[Exercise aim]
Would you retype, word for word, the line with "of the black" and every line after it through the end of the records below?
begin Extracted records
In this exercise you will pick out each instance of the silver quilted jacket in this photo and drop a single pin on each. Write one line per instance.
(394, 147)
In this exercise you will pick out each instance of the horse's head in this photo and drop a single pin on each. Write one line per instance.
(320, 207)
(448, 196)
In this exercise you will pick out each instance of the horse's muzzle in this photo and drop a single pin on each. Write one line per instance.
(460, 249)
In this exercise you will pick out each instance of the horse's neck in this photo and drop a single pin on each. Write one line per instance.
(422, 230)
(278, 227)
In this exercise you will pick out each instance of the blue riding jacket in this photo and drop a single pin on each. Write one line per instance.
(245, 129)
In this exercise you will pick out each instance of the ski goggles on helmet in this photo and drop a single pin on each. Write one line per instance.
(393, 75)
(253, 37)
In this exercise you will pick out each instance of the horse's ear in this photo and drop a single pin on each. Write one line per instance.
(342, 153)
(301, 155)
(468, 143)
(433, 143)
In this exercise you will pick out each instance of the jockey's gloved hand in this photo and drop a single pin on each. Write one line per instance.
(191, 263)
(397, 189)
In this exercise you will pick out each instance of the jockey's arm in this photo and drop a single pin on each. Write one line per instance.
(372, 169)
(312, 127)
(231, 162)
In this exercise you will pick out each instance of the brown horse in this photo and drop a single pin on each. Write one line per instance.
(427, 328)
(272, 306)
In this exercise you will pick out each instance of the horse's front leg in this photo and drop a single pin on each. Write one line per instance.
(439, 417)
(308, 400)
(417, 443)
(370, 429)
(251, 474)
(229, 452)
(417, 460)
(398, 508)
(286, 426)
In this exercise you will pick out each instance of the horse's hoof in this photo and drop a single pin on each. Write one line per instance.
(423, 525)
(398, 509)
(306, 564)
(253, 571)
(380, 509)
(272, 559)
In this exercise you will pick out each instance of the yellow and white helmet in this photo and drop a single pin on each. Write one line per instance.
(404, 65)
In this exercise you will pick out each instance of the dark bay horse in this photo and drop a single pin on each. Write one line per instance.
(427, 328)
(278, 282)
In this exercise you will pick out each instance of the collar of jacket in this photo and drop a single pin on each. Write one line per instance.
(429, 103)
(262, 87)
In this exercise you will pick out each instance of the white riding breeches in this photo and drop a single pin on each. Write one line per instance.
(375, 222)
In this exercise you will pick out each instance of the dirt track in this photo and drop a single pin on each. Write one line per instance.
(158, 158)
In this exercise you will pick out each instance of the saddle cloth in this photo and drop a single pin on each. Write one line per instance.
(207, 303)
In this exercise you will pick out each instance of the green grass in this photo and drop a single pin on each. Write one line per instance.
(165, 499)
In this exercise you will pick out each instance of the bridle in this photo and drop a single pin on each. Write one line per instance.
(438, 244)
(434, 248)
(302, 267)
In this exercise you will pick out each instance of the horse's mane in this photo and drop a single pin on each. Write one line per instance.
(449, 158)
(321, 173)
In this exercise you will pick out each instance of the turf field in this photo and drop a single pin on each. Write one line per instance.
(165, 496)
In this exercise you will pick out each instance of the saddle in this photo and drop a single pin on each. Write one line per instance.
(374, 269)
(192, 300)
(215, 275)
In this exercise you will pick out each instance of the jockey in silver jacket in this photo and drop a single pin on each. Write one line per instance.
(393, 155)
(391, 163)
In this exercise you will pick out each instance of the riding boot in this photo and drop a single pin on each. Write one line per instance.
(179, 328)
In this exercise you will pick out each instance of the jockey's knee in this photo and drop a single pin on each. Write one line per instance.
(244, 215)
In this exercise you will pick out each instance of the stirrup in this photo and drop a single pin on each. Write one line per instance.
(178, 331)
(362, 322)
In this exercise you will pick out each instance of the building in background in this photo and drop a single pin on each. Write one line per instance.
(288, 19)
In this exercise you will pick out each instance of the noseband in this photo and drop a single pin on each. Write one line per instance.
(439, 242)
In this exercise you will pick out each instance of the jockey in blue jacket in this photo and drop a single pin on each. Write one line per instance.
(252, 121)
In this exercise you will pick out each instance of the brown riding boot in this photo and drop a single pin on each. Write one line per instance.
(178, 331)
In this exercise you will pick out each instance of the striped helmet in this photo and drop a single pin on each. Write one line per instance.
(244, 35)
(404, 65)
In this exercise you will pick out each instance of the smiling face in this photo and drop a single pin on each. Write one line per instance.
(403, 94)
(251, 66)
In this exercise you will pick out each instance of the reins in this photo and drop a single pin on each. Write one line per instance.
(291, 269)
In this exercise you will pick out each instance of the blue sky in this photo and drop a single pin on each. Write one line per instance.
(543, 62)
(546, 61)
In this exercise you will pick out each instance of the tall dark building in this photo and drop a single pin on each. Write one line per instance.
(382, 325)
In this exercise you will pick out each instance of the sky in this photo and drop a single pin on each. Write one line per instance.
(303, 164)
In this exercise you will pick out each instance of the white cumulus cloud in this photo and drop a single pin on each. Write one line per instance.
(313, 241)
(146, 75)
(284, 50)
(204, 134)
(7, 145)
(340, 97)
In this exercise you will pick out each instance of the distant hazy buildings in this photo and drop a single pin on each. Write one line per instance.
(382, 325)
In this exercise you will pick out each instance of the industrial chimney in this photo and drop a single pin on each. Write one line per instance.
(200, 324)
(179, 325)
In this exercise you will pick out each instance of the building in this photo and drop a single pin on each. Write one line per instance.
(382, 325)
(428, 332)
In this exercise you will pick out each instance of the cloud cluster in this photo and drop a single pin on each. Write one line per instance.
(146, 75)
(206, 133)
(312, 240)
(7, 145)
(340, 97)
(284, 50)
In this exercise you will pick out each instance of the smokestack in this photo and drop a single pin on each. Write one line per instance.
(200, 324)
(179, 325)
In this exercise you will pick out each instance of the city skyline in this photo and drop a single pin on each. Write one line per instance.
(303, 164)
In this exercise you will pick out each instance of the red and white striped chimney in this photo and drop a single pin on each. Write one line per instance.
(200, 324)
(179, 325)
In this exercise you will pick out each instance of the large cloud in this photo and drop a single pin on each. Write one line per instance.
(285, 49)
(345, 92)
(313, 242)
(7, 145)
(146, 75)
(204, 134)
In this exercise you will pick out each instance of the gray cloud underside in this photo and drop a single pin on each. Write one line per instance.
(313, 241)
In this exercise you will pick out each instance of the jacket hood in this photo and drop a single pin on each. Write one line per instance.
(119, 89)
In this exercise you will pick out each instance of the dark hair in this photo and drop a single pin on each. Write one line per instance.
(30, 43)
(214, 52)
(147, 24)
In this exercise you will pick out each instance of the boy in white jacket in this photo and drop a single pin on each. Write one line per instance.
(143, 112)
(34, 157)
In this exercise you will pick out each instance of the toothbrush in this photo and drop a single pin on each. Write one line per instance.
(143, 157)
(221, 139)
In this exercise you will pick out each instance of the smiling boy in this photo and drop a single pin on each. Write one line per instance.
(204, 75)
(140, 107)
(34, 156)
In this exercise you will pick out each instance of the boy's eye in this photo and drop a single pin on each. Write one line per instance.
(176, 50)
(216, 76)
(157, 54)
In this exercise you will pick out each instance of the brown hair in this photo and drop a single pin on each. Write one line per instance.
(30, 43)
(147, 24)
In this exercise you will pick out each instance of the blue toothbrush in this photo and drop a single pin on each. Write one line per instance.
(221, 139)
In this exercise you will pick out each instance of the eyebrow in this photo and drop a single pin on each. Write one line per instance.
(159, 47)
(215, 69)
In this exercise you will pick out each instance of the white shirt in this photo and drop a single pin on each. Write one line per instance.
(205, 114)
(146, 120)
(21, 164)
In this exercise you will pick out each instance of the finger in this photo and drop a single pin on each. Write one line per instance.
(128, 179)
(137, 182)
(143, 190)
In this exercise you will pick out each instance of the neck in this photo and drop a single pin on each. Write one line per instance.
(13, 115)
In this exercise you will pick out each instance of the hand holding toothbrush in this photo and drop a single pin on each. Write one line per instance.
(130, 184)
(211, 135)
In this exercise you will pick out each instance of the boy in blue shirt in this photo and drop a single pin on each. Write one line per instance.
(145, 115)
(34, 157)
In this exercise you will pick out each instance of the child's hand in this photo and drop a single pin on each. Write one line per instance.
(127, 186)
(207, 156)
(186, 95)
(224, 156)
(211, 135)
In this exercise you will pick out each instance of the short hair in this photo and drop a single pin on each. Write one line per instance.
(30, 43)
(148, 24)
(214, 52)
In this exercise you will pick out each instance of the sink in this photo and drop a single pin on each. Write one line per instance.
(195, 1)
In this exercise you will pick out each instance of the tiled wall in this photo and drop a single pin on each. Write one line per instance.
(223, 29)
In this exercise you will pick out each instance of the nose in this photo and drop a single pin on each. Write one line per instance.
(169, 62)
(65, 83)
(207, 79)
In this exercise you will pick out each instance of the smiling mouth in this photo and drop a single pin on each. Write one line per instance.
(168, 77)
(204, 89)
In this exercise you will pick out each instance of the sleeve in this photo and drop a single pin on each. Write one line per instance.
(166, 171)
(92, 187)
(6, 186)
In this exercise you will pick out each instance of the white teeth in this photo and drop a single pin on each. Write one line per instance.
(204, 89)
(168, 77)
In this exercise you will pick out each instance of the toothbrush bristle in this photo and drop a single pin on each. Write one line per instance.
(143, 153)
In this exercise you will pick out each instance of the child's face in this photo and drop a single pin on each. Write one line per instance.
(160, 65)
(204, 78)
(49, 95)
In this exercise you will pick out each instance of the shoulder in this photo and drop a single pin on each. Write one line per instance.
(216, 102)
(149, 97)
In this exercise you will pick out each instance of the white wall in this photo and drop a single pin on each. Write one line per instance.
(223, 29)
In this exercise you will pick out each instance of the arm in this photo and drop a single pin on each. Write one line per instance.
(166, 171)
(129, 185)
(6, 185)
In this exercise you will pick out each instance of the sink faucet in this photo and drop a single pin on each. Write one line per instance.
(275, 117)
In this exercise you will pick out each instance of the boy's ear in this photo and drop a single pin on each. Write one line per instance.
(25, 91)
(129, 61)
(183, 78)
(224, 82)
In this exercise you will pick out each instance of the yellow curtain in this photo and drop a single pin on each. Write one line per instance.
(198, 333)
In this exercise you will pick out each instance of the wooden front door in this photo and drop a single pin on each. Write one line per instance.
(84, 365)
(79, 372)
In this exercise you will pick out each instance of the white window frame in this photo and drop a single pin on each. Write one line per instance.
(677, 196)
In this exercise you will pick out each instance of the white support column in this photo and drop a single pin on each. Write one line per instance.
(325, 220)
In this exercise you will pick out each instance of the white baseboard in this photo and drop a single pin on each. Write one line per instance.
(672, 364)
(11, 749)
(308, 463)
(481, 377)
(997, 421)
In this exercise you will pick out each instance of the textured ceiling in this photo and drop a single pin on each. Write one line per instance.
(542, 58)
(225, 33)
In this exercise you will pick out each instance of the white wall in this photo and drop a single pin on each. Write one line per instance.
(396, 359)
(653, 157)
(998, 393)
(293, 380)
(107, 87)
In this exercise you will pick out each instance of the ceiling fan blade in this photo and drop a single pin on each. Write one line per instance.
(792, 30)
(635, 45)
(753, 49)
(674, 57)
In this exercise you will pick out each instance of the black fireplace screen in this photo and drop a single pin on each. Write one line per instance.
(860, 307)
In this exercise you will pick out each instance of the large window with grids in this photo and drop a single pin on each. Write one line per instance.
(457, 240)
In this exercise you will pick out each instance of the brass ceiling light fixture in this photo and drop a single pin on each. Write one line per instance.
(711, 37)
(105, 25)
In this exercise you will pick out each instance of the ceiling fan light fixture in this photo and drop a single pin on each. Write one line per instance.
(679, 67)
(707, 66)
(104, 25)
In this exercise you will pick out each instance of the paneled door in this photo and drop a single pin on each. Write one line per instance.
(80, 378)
end Extracted records
[Correct output]
In this exercise you will pick out each instance of the black fireplace screen in this photo and drop a single pin on each. Write one line per instance.
(860, 307)
In this exercise you will pick out each instance of the large window with grids in this photo and drop a single pin on each. Write one line per instance.
(457, 240)
In this exercise you will pick out each instance of the brass ceiling light fixture in this photo and drop a single pin on each. Write one line per instance.
(711, 37)
(105, 25)
In this exercise you will pick out each instance of the ceiling fan light fixture in this photo and drop a single pin on each. Write one line per instance.
(679, 67)
(707, 66)
(104, 25)
In this exercise you will pick out each instance of the paneled door in this photo and drop a single pin on each. Write one line per instance.
(80, 378)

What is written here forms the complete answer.